Directions: Print out the records in full, keeping each word unchanged.
[Entries provided Boundary: Start]
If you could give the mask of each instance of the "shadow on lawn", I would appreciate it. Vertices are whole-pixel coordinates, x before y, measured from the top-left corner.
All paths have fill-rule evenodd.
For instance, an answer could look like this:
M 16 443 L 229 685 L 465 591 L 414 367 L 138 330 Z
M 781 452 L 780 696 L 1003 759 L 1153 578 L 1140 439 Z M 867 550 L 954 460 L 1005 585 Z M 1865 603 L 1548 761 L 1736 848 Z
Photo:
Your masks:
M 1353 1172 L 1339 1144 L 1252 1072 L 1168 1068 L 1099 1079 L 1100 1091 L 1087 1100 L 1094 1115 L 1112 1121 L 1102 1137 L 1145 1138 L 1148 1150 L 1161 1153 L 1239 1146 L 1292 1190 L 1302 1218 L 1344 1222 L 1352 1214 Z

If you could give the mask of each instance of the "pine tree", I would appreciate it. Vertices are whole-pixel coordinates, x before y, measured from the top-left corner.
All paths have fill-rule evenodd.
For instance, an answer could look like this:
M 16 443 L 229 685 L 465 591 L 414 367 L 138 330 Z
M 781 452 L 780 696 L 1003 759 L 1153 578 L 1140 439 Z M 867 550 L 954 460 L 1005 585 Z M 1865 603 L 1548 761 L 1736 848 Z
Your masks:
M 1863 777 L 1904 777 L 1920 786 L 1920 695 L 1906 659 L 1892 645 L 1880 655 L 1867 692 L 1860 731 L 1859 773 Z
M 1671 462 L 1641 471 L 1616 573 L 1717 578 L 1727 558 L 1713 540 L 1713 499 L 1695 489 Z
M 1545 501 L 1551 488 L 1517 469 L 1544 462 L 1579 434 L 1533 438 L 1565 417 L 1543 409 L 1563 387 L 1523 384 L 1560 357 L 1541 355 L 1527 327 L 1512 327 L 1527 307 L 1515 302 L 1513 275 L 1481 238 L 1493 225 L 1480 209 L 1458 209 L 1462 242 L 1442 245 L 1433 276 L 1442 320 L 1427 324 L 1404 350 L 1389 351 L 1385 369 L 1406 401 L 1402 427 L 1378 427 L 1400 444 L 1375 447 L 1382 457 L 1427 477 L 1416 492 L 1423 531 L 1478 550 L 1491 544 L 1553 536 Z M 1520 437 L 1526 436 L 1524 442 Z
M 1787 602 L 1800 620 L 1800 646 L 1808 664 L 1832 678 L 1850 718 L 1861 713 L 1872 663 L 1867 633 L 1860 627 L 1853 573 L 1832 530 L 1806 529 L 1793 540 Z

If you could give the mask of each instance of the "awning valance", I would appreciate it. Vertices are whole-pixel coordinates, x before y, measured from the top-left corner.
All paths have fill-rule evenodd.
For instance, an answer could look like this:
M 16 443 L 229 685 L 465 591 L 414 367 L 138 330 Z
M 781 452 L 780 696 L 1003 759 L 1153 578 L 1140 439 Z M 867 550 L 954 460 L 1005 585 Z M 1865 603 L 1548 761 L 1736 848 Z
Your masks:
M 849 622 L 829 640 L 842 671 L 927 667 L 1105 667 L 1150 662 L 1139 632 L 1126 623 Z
[Entries provided Boundary: End]
Result for this task:
If you could give the mask of each instance of the "shadow on lawn", I would appreciate it. Vertices are whole-pixel coordinates, x before y, measured from the top-left corner.
All paths have fill-rule evenodd.
For instance, an answer could look like this:
M 16 443 L 229 685 L 465 591 L 414 367 L 138 330 Z
M 781 452 L 780 696 L 1003 759 L 1153 578 L 1140 439 Z M 867 550 L 954 460 L 1005 585 Z M 1865 603 L 1548 761 L 1736 848 Z
Photo:
Your masks:
M 1353 1172 L 1339 1144 L 1252 1072 L 1168 1068 L 1099 1079 L 1100 1091 L 1087 1100 L 1094 1115 L 1112 1121 L 1102 1137 L 1145 1138 L 1148 1150 L 1161 1153 L 1239 1146 L 1292 1190 L 1302 1218 L 1344 1222 L 1352 1214 Z

If you could give the mask of each instance of the "pine tree", I would appreciate it. Vertices are whole-pixel coordinates, x before y, measured from the top-left corner.
All paths have fill-rule evenodd.
For instance, an answer could look like this:
M 16 443 L 229 685 L 465 591 L 414 367 L 138 330 Z
M 781 452 L 780 696 L 1003 759 L 1153 578 L 1140 439 Z M 867 550 L 954 460 L 1005 585 Z M 1865 603 L 1548 761 L 1736 848 Z
Your masks:
M 1863 777 L 1904 777 L 1920 786 L 1920 695 L 1906 659 L 1892 645 L 1880 655 L 1867 692 L 1860 731 L 1859 773 Z
M 1671 462 L 1641 471 L 1616 573 L 1717 578 L 1727 558 L 1713 540 L 1713 499 L 1695 489 Z
M 1545 501 L 1551 488 L 1517 469 L 1544 462 L 1579 434 L 1533 438 L 1565 417 L 1543 409 L 1563 387 L 1523 384 L 1560 357 L 1541 355 L 1527 327 L 1512 327 L 1527 307 L 1515 302 L 1513 275 L 1481 238 L 1493 225 L 1480 209 L 1458 209 L 1462 242 L 1442 245 L 1433 276 L 1442 320 L 1427 324 L 1404 350 L 1389 351 L 1385 369 L 1406 401 L 1402 427 L 1378 427 L 1400 444 L 1375 447 L 1382 457 L 1427 477 L 1416 492 L 1423 531 L 1478 550 L 1491 544 L 1553 536 Z M 1520 437 L 1526 436 L 1524 442 Z
M 1787 602 L 1800 620 L 1800 646 L 1808 664 L 1832 678 L 1850 718 L 1861 713 L 1872 663 L 1867 633 L 1860 627 L 1853 573 L 1832 530 L 1806 529 L 1793 540 Z

If you could give the mask of each instance of the "awning valance", I would appreciate it. Vertices are whole-pixel coordinates, x before y, measured from the top-left corner.
All paths have fill-rule evenodd.
For instance, an answer could look like this:
M 16 443 L 229 685 L 465 591 L 414 367 L 138 330 Z
M 781 452 L 780 696 L 1003 759 L 1153 578 L 1140 439 Z M 867 550 L 954 460 L 1005 585 Z M 1865 603 L 1548 761 L 1736 848 Z
Your masks:
M 849 622 L 829 640 L 842 671 L 927 667 L 1105 667 L 1150 662 L 1139 632 L 1126 623 Z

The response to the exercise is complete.